Exercise description »
Starting at the line that holds "target: pale overcast sky", copy every line exactly through the end of the data, and no others.

Provided data »
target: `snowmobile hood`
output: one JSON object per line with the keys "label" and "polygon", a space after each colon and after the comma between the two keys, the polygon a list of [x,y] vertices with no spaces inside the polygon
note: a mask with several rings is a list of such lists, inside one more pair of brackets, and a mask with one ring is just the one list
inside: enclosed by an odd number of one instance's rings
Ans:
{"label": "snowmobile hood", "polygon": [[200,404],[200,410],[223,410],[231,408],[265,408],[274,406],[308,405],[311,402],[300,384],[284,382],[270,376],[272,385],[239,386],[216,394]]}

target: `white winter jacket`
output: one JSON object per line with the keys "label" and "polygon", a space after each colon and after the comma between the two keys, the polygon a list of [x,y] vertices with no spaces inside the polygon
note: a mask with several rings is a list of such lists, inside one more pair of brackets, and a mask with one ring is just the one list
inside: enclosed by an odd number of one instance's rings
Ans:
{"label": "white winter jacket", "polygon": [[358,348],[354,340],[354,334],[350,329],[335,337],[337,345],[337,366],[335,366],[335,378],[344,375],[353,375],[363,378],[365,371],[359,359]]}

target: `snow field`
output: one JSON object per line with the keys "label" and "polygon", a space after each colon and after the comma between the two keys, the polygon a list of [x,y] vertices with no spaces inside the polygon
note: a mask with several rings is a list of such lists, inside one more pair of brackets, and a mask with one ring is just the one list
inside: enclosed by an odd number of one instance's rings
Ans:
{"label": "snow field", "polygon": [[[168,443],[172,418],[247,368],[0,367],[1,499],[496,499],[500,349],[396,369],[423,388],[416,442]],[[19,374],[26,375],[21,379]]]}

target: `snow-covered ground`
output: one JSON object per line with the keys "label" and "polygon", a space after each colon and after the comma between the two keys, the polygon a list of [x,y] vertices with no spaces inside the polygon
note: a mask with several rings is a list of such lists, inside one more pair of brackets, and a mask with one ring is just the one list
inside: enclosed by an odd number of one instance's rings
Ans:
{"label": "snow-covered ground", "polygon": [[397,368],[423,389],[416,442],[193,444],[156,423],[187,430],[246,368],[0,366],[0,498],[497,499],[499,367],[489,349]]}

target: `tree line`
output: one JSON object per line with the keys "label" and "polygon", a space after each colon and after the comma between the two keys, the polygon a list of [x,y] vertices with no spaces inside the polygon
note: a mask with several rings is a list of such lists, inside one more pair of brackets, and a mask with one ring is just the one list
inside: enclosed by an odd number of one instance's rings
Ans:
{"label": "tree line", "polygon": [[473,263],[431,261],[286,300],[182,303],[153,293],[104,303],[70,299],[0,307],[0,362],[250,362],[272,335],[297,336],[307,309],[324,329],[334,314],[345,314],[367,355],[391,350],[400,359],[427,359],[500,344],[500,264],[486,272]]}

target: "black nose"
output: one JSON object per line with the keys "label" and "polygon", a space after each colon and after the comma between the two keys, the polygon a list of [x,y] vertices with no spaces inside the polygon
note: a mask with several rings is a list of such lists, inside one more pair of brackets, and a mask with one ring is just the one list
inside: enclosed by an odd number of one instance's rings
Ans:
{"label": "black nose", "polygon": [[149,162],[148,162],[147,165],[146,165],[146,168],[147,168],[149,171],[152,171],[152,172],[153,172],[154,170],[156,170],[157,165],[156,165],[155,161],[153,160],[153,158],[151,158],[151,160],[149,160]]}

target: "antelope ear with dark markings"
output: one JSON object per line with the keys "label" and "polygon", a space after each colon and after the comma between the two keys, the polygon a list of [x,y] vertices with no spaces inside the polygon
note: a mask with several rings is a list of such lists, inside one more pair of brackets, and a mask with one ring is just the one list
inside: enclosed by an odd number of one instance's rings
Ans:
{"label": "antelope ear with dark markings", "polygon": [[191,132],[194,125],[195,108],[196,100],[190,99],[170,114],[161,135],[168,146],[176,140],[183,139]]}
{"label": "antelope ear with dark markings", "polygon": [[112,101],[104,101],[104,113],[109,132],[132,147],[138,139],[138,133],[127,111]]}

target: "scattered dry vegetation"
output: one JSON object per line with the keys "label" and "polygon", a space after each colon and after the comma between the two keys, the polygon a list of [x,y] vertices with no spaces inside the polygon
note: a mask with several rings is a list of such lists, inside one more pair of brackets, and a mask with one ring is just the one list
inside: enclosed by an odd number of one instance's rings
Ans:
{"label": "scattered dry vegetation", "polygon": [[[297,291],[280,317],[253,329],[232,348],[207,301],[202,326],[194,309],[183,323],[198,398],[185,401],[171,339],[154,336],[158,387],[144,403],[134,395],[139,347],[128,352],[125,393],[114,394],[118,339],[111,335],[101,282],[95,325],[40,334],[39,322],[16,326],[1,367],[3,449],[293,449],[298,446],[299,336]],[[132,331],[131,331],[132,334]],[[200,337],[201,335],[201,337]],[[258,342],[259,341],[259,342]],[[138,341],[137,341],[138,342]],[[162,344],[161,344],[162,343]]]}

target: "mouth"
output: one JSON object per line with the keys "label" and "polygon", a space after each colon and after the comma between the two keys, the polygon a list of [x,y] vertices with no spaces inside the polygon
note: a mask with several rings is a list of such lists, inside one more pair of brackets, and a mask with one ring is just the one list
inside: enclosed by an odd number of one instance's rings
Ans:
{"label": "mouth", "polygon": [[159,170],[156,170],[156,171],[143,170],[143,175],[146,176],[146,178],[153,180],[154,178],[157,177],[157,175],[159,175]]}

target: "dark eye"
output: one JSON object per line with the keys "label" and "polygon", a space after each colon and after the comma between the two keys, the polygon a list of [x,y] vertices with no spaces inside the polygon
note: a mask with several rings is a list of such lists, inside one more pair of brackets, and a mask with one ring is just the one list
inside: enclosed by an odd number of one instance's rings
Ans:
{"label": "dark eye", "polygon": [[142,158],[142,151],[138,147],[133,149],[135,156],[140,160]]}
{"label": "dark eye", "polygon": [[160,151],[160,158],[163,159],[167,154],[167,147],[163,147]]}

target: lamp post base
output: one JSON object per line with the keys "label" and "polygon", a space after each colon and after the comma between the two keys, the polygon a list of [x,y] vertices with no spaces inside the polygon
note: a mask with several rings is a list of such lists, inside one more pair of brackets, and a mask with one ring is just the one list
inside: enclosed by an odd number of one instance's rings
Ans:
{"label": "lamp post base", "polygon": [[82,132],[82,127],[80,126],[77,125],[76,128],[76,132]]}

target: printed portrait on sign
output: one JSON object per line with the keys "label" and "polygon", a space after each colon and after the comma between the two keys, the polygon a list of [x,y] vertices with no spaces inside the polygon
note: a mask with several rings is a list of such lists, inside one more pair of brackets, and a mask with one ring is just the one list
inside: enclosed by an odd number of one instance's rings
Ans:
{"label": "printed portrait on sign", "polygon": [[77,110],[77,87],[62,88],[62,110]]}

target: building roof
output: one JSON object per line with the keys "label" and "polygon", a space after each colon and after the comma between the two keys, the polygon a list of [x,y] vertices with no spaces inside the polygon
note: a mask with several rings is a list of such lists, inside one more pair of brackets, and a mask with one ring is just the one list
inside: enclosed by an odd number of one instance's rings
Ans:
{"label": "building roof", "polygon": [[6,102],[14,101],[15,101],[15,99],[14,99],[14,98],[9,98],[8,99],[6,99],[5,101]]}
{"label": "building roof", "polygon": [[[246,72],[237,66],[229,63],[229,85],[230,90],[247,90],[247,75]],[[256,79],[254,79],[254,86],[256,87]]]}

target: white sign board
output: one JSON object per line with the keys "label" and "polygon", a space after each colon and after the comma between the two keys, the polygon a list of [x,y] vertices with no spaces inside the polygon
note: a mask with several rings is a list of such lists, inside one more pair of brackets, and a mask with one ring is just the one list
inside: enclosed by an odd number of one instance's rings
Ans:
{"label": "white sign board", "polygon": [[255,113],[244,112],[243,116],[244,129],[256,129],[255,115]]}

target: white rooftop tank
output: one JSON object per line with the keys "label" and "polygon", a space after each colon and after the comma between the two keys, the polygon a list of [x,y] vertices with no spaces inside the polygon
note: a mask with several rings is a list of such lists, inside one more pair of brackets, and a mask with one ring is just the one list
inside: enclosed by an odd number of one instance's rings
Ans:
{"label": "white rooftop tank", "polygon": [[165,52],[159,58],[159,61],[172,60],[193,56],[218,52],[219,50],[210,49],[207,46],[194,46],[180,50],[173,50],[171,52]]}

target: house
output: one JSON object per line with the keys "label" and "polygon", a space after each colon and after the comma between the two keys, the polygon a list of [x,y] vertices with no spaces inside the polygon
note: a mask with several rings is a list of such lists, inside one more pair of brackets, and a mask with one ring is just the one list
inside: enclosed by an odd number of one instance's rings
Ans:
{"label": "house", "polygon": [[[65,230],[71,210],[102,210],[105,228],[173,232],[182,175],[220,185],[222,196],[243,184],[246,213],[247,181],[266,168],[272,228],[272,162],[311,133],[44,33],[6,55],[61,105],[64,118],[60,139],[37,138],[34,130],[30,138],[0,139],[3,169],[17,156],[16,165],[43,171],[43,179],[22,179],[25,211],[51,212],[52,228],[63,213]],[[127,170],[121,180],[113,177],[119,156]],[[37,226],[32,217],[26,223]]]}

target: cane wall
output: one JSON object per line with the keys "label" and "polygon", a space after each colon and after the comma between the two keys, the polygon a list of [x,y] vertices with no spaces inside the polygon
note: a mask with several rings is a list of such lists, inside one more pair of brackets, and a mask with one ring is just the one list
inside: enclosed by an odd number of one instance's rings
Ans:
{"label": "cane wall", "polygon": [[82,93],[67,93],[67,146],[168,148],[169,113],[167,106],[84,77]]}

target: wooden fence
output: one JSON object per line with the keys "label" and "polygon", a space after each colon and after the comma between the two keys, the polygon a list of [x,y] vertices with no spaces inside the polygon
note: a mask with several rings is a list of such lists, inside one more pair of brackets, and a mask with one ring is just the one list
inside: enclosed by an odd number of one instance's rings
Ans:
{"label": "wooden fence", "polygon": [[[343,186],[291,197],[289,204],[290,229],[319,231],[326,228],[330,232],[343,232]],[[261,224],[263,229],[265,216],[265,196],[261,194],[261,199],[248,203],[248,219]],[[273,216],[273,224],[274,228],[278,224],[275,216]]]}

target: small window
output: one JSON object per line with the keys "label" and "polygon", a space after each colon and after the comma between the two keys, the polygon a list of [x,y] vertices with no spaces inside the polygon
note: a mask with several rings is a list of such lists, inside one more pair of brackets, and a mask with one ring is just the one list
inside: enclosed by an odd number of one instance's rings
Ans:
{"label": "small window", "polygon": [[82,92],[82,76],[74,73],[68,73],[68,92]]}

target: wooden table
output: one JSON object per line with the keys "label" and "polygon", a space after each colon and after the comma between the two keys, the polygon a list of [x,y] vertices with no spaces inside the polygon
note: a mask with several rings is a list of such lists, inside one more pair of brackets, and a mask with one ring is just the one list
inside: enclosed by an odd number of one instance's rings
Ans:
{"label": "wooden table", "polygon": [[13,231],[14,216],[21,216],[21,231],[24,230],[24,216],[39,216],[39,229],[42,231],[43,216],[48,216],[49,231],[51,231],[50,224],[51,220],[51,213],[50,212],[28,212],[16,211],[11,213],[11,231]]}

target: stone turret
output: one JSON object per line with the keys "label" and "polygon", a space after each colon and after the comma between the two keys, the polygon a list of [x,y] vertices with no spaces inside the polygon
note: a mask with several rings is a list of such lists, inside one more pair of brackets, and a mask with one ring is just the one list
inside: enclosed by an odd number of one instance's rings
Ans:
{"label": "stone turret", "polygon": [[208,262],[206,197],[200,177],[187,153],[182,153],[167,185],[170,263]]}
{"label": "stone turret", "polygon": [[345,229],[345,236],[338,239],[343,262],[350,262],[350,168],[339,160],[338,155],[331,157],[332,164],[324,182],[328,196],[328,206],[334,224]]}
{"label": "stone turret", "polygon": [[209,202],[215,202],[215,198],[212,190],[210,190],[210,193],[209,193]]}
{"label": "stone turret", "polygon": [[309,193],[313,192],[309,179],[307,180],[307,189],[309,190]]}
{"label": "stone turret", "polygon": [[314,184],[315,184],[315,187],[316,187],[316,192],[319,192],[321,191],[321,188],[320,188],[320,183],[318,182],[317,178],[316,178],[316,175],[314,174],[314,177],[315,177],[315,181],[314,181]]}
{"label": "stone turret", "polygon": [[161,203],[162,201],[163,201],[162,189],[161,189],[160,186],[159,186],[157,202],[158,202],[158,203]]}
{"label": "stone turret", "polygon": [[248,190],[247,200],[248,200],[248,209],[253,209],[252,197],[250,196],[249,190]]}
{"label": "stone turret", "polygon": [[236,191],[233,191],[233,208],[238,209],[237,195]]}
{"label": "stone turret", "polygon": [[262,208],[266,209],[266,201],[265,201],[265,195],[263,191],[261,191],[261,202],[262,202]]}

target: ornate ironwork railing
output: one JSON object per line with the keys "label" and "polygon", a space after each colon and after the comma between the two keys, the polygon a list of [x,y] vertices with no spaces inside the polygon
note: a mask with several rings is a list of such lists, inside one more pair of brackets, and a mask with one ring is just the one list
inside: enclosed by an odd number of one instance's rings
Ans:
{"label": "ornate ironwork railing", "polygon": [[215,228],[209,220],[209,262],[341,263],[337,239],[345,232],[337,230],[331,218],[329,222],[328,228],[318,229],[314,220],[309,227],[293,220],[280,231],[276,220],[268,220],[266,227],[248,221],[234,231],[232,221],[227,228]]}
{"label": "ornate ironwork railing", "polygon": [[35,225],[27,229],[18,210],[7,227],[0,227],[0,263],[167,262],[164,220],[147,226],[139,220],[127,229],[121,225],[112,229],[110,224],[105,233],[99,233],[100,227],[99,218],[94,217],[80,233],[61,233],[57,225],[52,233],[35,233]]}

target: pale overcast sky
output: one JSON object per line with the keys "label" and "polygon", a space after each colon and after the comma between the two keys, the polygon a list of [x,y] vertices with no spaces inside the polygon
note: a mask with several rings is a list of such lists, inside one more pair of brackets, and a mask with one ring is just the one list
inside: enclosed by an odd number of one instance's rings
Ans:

Response to this exercise »
target: pale overcast sky
output: one JSON object per line with the keys "label" and "polygon", a space after each colon and after the comma between the two keys, the polygon a list of [x,y] vertices with no spaces inside the polygon
note: a mask with several rings is a list of such lists, inside one more pair of brackets, and a mask with one ring is just the one list
inside: enclosed by an odd number of one instance's rings
Ans:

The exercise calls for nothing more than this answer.